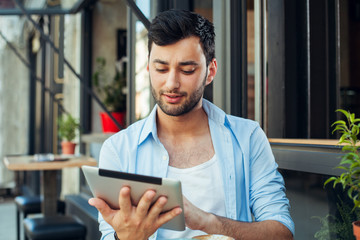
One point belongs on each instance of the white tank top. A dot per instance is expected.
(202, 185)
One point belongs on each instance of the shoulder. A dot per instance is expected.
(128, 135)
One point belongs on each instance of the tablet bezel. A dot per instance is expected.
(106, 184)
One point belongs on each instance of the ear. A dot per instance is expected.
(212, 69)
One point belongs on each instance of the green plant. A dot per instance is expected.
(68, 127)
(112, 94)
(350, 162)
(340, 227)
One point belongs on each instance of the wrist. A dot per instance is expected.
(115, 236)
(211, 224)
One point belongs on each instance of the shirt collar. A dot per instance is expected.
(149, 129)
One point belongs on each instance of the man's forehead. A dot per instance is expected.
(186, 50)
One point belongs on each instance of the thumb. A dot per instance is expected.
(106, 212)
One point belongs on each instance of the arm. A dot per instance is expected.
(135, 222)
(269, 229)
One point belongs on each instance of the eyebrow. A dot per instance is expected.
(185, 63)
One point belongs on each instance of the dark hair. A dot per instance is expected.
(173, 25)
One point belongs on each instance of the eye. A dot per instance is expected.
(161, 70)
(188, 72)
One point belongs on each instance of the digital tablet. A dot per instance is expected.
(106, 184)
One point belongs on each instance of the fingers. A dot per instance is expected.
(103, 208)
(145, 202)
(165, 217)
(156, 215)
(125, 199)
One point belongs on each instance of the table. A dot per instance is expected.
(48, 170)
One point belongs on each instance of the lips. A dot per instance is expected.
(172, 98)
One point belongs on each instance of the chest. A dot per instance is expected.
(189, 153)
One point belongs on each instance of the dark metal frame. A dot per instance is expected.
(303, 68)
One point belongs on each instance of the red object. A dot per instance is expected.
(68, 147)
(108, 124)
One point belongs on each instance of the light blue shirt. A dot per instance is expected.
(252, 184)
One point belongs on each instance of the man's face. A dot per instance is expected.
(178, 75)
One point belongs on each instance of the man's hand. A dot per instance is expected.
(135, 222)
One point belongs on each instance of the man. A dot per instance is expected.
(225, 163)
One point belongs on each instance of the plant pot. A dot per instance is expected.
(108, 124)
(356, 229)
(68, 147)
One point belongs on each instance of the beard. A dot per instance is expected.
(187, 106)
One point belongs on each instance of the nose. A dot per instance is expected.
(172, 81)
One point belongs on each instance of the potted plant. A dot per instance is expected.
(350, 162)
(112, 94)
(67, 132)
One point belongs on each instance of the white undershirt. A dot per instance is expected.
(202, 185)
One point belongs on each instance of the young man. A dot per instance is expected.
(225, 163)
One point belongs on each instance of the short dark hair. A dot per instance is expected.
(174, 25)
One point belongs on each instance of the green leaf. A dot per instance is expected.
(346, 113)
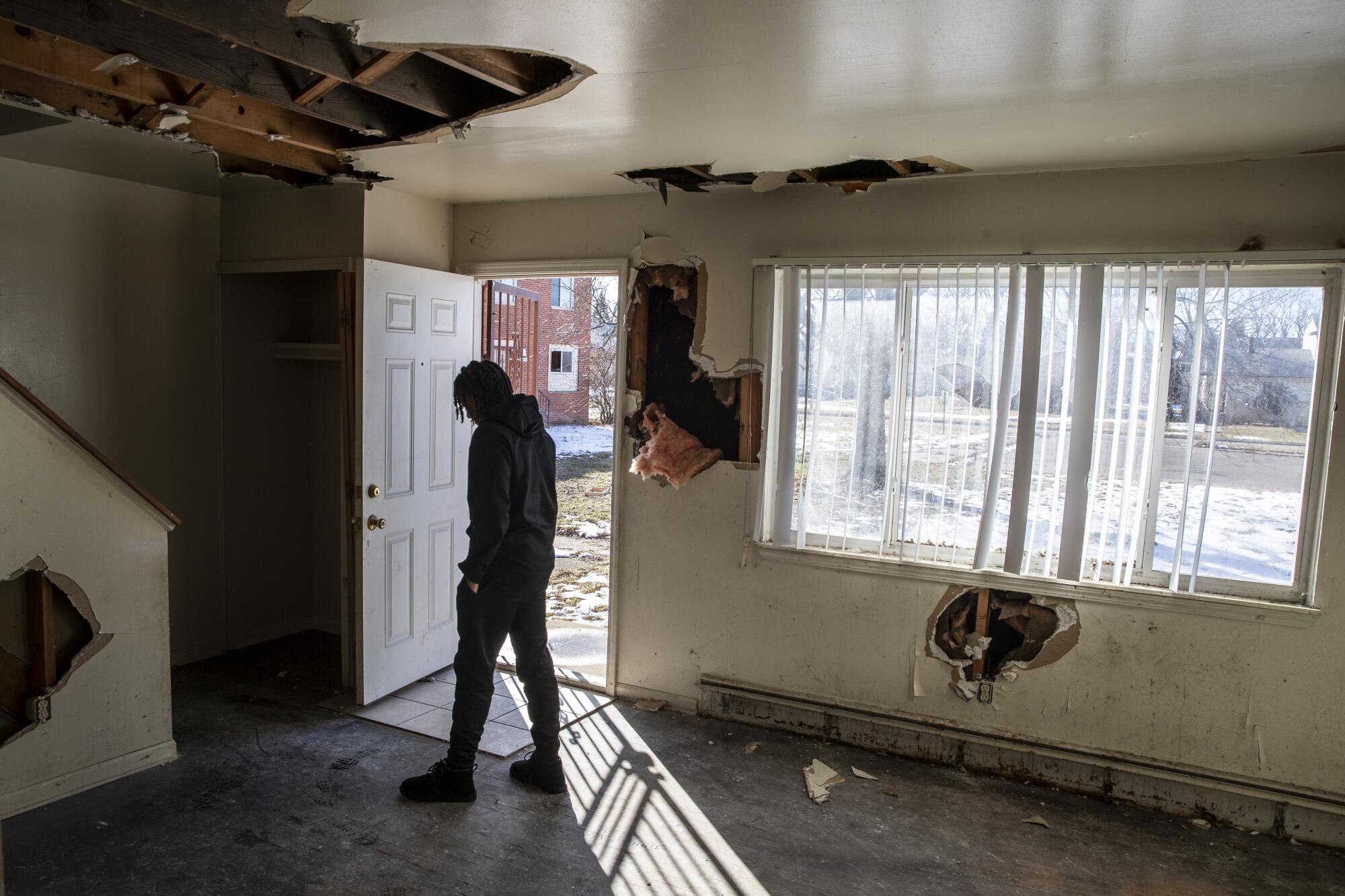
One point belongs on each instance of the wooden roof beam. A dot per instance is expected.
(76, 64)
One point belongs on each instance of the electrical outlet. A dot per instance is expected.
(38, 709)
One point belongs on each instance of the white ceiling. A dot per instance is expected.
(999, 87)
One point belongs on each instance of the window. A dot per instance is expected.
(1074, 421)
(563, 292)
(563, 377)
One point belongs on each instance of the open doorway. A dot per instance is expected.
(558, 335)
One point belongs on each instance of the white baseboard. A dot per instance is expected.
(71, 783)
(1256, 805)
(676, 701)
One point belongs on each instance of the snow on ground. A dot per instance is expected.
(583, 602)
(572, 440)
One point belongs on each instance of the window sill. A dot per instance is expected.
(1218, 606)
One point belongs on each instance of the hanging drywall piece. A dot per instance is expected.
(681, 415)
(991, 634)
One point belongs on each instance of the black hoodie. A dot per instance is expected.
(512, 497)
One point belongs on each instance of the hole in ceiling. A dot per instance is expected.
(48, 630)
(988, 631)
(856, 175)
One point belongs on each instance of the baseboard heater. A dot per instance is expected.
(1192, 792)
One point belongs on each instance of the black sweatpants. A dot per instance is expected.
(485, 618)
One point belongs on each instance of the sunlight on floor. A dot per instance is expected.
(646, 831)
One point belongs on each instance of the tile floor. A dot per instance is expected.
______
**PROBLEM**
All of the data gets printed again exactly; the pictures do not.

**EXERCISE RESULT**
One point belongs on each instance of the white tank top. A dot per instance is expected.
(202, 185)
One point belongs on each instance of the shoulder. A dot per instance is expected.
(128, 135)
One point belongs on each instance of the tablet bezel. A dot per instance is expected.
(106, 184)
One point belongs on each instance of the ear. A dot per instance is expected.
(212, 69)
One point belongs on each instance of the green plant. A dot per instance is expected.
(68, 127)
(112, 94)
(350, 162)
(340, 227)
One point belongs on each instance of the wrist. A dot per instance is expected.
(115, 236)
(211, 224)
One point belongs on each instance of the shirt collar. A dot per instance is expected.
(149, 129)
One point belongs on each instance of the man's forehead. A dot per instance is expected.
(186, 50)
One point belongs on each instance of the thumb. A dot per instance is expected.
(106, 212)
One point belongs on each instance of the arm. A dot per instance is expected.
(135, 222)
(269, 229)
One point belongs on each instance of the eyebrow. A dot per instance is expected.
(185, 63)
One point belongs on each instance of the dark hair. A dot per instance is expected.
(173, 25)
One point belongs on each instance of the eye. A dot per instance is expected.
(161, 70)
(188, 72)
One point belongs on each instance of the digital tablet. A dot per instance is expected.
(106, 184)
One point belongs on each instance of the fingers. A dot per instance is expected.
(103, 208)
(145, 202)
(165, 217)
(156, 215)
(125, 199)
One point belongs on each instance of the table. A dot per instance is expected.
(48, 170)
One point belongs on each instance of the lips. A dot per instance is expected.
(172, 98)
One point belongs on each instance of the chest. A dot per instance is expected.
(189, 153)
One point belongs on each instance of the dark metal frame. A dot per instance is expected.
(303, 68)
One point belongs on each instance of the red object. A dot per instance is expected.
(68, 147)
(108, 124)
One point belongs on each instance of the light blue shirt. A dot per instance is expected.
(252, 184)
One point belongs on each instance of the man's face. A dot per instance is expected.
(178, 75)
One point belongs on each instance of the man's hand. A dot per instance is expected.
(135, 222)
One point belongs on each instance of the man. A dot per instance is expected.
(225, 163)
One point belongs on each instance of the plant pot. A dot per instance is expected.
(108, 124)
(356, 229)
(68, 147)
One point belongs on each instance of the beard. A dot per instance is expected.
(187, 106)
One point belongs on each instance of the nose. A dot per instance is expected.
(172, 81)
One point belongs on each instance of the potted plant. A dot per instance is expected.
(350, 162)
(112, 94)
(67, 132)
One point belongs on each instance of the white undershirt. A dot per instance is expected.
(202, 185)
One point belongs on each instance of the young man. A dot per instance is expected.
(225, 163)
One point belongs on each instance of the short dark hair. A dot per instance is expected.
(174, 25)
One point belongs on each instance of the green leaf. A dot per instance is expected.
(346, 113)
One point belongs on each instance of the wooden roof beam. A dot per instance is expected.
(76, 64)
One point belongs on each instance of the electrical outlet. A dot per instance is expected.
(38, 709)
One point belongs on each instance of the white ceiling. A dot per instance is expected.
(999, 87)
One point belongs on each instance of the window. A dot per instance is expected.
(1074, 421)
(563, 292)
(563, 377)
One point belongs on each instance of the open doorway. A dot per instance is expected.
(558, 335)
One point belongs on each instance of the white baseboard. A dot per instance is expected.
(71, 783)
(1256, 805)
(676, 701)
One point belongs on each instance of the snow on ground. A dot per instance is expected.
(583, 602)
(572, 440)
One point belongs on each instance of the window sill. A dot per instance is expected.
(1218, 606)
One point belongs on each instance of the hanging drywall piece. A dot per instance is expected.
(681, 415)
(991, 634)
One point belongs on each instance of the black hoodie. A dot per instance is expected.
(512, 497)
One point belongs on each instance of the hole in ceiling. A dot per instance is expected.
(48, 630)
(988, 631)
(856, 175)
One point belongs on each instance of the baseboard heater. A dot per instance is expected.
(1192, 792)
One point belongs on each instance of the black sweatpants. A dot per instance is expected.
(485, 618)
One point belongs on each instance of the sunlight on floor. A dot per instance is expected.
(646, 831)
One point belongs on each instance of the tile floor. A dot per instance is expected.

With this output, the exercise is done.